§ What you will do:
According to the text on the Greater Visakhapatnam Municipal Corporation, when did the Greater Visakhapatnam Municipal Corporation come into existence?

§ Text shown:
Greater Visakhapatnam Municipal Corporation (GVMC) is the civic body that oversees the civic needs of the city. One of the earliest municipalities in this area, the Vizag (Visakhapatnam) Municipality was set up in 1858 to fulfill the basic infrastructural needs of the people. It was converted into a municipal corporation in 1979. Greater Visakhapatnam Municipal Corporation came into existence on 21 November 2005 after the release of G.O by Govt of Andhra Pradesh.

As per the Ministry of Housing and Urban Affairs, the Greater Visakhapatnam Municipal Corporation reported a revenue of ₹1,031 crore (US$124 million) and an expenditure of ₹867 crore (US$104 million) in 2022–23. Taxes contributed to 40.8% of the revenue, with 59.2% of the income coming from other sources.

It has a jurisdictional area of 681.96 sqkm, which includes the merged municipalities of Gajuwaka, Anakapalle and Bheemunipatnam. Although as per the 2011 census, it is 513.61 km2 mentioned in the district town amenities handbook of Andhra Pradesh, portraying a rise in area covered by the municipal corporation in these years

The municipal corporation of Vishakapatnam is governed by three acts. First is the State Municipal Act, the Andhra Pradesh Municipalities Act 1965, the Andhra Pradesh Municipal Corporations 1994 Act, as well as an act specific to the Vishakapatnam Municipal Corporation Act 1979.

The city is divided into 9 zones, In a recent agglomeration of five Bheemili villages with a population of 19,000 into the GVMC jurisdiction the number of wards has increased to 98.

=== Municipal elections and civic government officials ===
The previous Municipal Elections were held in 2007. After a larger gap of 13 years, the elections were scheduled to happen on 23 March 2020. The results of the latest municipal elections for 145 municipalities and 10 municipal corporations across Andhra Pradesh were held on 30 March and the results were announced on Monday. Of the 92 municipalities in Seemandhra, TDP won 65 municipalities and YSR Congress 19. Of the seven municipal corporations, TDP bagged five and YSR Congress two.

§ Source data:
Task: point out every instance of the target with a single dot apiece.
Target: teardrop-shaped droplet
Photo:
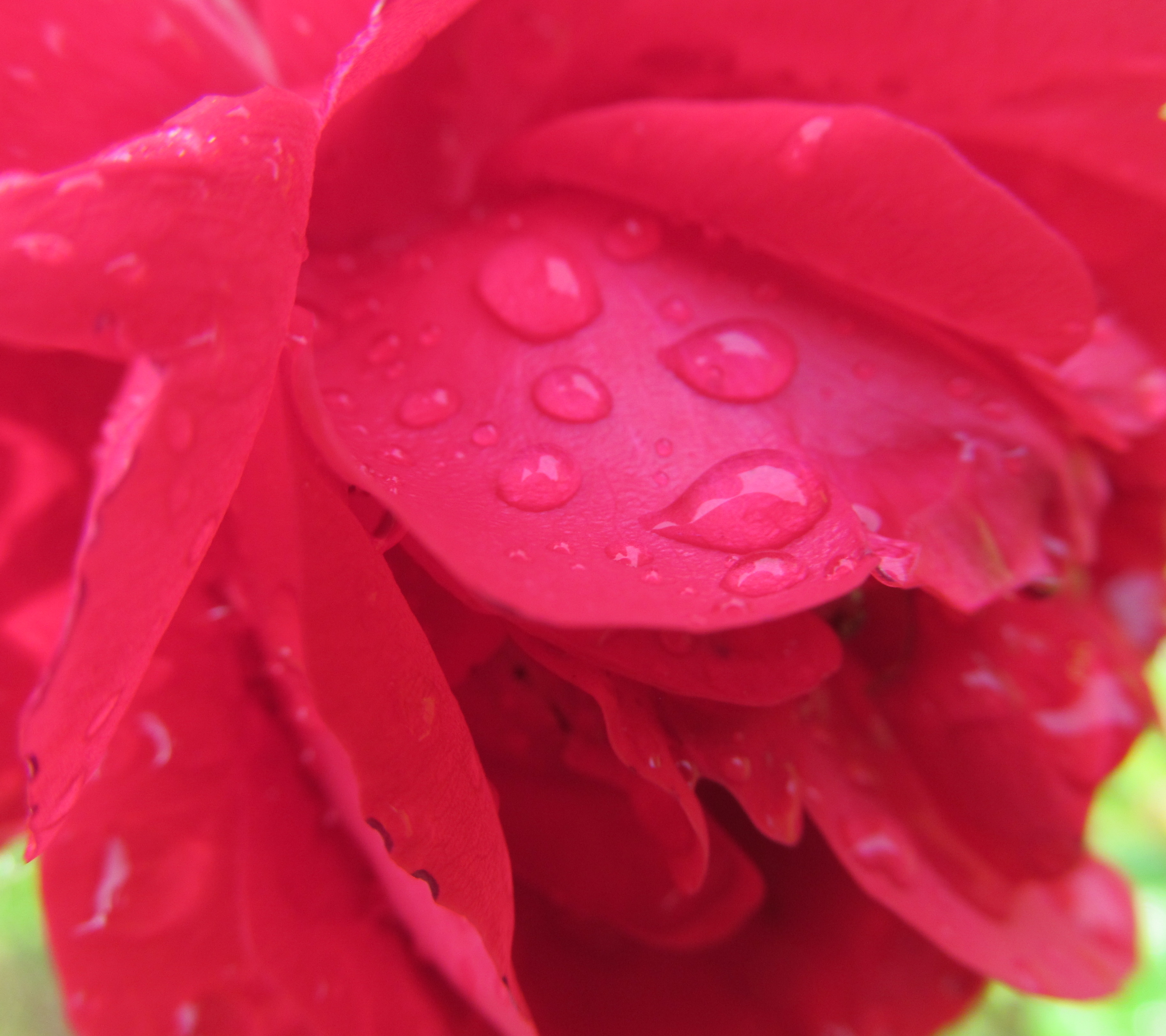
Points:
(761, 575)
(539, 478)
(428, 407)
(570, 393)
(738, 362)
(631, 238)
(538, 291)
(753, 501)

---

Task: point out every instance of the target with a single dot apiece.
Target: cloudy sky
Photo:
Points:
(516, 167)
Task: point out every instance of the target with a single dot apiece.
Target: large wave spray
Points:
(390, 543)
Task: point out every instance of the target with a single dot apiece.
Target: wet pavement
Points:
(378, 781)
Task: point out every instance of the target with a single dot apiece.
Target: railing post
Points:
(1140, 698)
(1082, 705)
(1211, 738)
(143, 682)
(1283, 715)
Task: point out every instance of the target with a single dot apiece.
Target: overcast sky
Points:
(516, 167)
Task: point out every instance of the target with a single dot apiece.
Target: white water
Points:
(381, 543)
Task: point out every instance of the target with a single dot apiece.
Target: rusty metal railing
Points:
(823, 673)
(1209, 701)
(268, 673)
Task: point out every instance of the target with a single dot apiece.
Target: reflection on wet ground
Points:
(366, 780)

==

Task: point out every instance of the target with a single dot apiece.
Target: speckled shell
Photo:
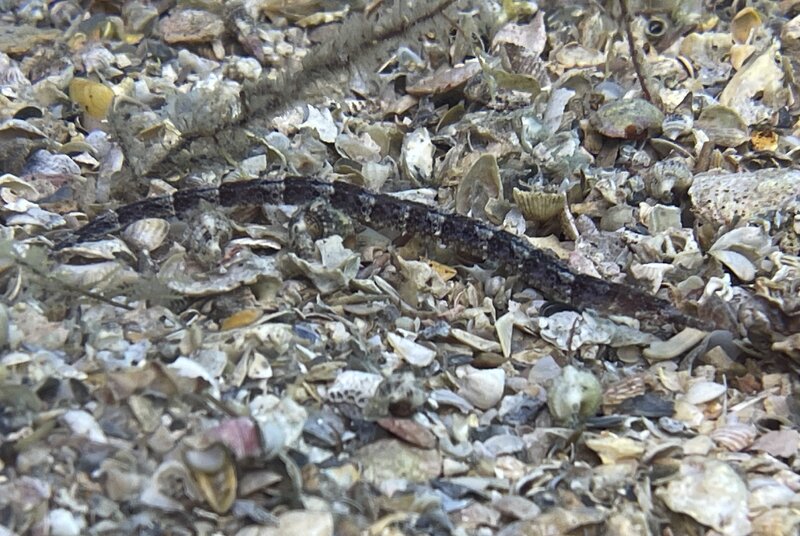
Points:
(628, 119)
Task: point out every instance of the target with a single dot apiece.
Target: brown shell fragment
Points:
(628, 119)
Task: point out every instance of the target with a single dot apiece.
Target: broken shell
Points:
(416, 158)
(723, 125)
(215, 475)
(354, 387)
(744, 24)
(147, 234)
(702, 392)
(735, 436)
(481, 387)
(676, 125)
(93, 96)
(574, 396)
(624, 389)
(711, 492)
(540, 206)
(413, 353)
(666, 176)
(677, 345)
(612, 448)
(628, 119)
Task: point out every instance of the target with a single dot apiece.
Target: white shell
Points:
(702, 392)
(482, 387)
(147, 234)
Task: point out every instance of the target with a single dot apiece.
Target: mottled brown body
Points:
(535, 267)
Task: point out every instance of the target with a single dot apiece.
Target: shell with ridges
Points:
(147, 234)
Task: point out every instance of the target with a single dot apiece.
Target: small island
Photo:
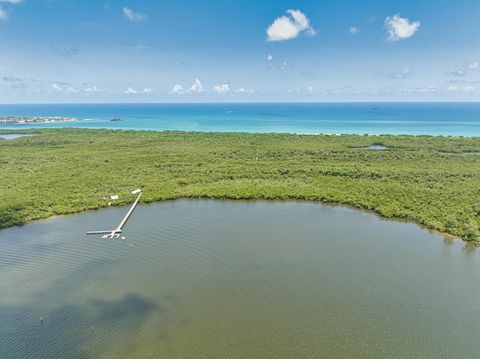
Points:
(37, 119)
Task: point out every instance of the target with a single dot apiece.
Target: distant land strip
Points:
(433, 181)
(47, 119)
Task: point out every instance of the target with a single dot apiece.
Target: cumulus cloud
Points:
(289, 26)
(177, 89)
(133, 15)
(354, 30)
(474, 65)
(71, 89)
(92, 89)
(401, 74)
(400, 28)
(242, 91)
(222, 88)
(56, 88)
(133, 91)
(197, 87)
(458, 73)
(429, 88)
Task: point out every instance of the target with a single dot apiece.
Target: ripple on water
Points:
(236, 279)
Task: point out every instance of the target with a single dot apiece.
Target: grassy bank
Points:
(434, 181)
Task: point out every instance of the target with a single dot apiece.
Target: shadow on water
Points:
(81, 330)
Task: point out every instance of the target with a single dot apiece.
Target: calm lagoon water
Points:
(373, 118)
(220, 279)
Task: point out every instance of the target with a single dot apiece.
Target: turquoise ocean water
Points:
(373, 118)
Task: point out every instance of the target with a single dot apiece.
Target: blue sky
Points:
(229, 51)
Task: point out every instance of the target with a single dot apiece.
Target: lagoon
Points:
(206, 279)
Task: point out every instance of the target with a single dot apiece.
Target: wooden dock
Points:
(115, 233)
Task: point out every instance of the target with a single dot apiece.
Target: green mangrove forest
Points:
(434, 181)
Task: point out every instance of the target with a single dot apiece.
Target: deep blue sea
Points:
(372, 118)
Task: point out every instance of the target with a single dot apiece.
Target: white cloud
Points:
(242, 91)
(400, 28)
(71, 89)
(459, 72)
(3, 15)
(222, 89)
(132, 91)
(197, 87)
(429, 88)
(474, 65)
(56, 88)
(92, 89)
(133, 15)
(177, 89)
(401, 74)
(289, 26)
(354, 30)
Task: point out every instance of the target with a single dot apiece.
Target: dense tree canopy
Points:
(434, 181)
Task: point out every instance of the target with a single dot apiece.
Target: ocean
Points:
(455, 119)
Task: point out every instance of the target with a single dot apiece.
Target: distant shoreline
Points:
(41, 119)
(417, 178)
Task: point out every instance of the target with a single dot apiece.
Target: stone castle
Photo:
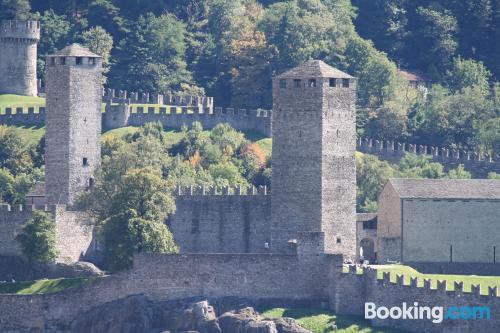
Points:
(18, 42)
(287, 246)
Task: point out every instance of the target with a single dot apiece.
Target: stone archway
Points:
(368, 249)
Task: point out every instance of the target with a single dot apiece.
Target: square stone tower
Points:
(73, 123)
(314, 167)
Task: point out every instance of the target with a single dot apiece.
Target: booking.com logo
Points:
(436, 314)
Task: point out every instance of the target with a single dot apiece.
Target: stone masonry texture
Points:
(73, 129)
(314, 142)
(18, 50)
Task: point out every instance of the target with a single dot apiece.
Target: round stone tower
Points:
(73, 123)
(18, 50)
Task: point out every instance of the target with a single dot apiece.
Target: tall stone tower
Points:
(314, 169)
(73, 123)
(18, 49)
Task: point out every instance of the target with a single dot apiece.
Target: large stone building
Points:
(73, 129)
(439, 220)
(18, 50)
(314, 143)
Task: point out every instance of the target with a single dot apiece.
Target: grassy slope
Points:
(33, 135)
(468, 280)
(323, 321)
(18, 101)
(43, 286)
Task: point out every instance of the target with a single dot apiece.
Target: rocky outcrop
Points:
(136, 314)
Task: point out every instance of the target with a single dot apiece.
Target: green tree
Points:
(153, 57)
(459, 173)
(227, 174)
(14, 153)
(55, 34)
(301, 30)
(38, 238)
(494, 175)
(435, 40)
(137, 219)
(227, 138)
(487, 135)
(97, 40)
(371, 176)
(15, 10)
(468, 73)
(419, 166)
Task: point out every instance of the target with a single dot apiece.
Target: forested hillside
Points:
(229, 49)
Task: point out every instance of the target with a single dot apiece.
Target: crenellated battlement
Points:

§ Written response:
21 November 2005